* _Text block_
Full calculation for sketch by grobber: Let $ V$ be midpoint of $ CD,$ so that $ BD = DV = VC.$ Denote $ a = BC$ and $ \gamma = \angle ACB$ $ \Longrightarrow$ $ \angle ABC = \frac {_1}{^2}\gamma.$ Let circle $ (A)$ with center $ A$ and radius $ AC$ cut $ BC$ again at $ X$ $ \Longrightarrow$ $ \triangle AXC$ is isoceles with $ XA = CA$ $ \Longrightarrow$ external angle of $ \triangle ABX$ is $ \angle AXC = \gamma$ $ \Longrightarrow$ $ \triangle ABX$ is isosceles with $ XA = XB$ $ \Longrightarrow$ $ a = 2CA \cos \gamma + CA$ $ \Longrightarrow$ $ CA = \frac {a}{2 \cos \gamma + 1}.$ Considering $ A, \gamma$ values of variables $ P, \varphi = \angle PCB$ $ \Longrightarrow$ $ CP = \frac {a}{2 \cos \varphi + 1}.$ This is polar equation of a hyperbola branch $ \mathcal H_1$ with focus $ C,$ excentricity $ \varepsilon = 2$ and major axis line $ BC.$ Equation of the other branch $ \mathcal H_2$ is $ CP = \frac {a}{2 \cos \varphi - 1}.$ For $ \varphi = 0,$ $ CV, CB$ satisfy equations of $ \mathcal H_1, \mathcal H_2,$ respectively $ \Longrightarrow$ $ V, B$ are hyperbola vertices $ \Longrightarrow$ midpoint $ D$ of $ BV$ is the hyperbola center. Since $ A \in \mathcal H_1,$ its reflection in the hyperbola center $ D$ is on the other branch, $ E \in \mathcal H_2$ $ \Longrightarrow$ $ CE = \frac {a}{2 \cos \theta - 1},$ where $ \theta = \angle ECB.$ Let circle $ (E)$ with center $ E$ and radius $ EC$ cut $ BC$ again at $ Y$ $ \Longrightarrow$ $ \triangle ECY$ is isosceles with $ CE = YE.$ Using equation of $ \mathcal H_2,$ $ YB = YC - BC = 2 CE \cos \theta - BC = CE = YE$ $ \Longrightarrow$ $ \triangle YBE$ is also isosceles and $ \angle ECB = \angle ECY = \angle EYC = \angle EYB = 180^\circ - 2 \angle EBY = 2 \angle EBC - 180^\circ.$

nttu wrote: Let $ ABC$ be a triangle such that $ \angle ACB = 2\angle ABC$. Let $ D$ be the point on the side $ BC$ such that $ CD = 2BD$. The segment $ AD$ is extended to $ E$ so that $ AD = DE$. Prove that \[ \angle ECB + 180^{\circ } = 2\angle EBC. \] Let M be the midpoint of DC. Another solution is applying Apolonius's theorem for triangles $ ACD, ABM, CDE$ and note that $ c^2=b(a+b)$

For simplicity's sake, assume $AC=b$ and $BC=3$. Reflect $B,C$ in $D$ to construct new points $G,F$. Then $FB=BD=DG=GC=1$. We need to show that $\angle AGF= 90+\angle AFG$. If $H$ is the foot of the altitude from $A$ to $BC$ and $G'$ the reflection of $G$ in $H$, then it will suffice to show that $AF$=$FG'$. Let $T$ the point on $BC$ such that $\angle ABC =\angle TAB$. The $BT=AT=AC=b$, so $FG'=FB+BT+TG'=FB+BT+CG=b+2$. Now $AF^2=FH^2+AC^2-HC^2=b^2+(FH-HC)(FH+HC)=b^2+FC*FT=b^2+4(b+1)=(b+2)^2.$

Proof outlines The geometry seems nice but I don't find a solution using pure geometry.Any ways here are my outlines: First evaluate $AD^2=ED^2$ by cosine rule in $\triangle{ACD}$.Now calculate $CE^2,BE^2$ by appollonius theorem in $\triangle{CDE},\triangle{BDE}$.The rest is annoying but computable.

Object point labels
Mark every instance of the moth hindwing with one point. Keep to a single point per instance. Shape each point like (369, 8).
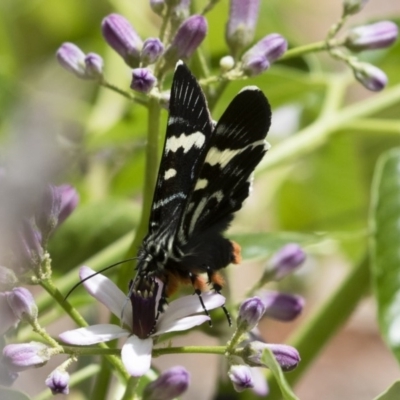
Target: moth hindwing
(203, 179)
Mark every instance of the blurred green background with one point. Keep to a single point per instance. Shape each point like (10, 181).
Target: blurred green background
(95, 140)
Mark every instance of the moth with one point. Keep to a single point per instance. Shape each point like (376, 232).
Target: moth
(204, 176)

* _Problems to work on_
1 - In the triangle proof thread, rewrite the paragraph beginning "Proof outlines" as a short list that keeps its main facts.
2 - In the records, swap "moth" for "insect" starting with the line containing "Mark every instance of the moth with" and going through the end of the records. Give only those lines.

* _Solution list_
1 -
- The writer found no purely geometric solution and gives an outline instead.
- First, find $AD^2=ED^2$ with the cosine rule in $\triangle{ACD}$.
- Next, compute $CE^2$ and $BE^2$ with Apollonius's theorem in $\triangle{CDE}$ and $\triangle{BDE}$.
- The remaining work is tedious but computable.

2 -
Mark every instance of the insect with one point. Keep to a single point per instance. Shape each point like (376, 232).
Target: insect
(204, 176)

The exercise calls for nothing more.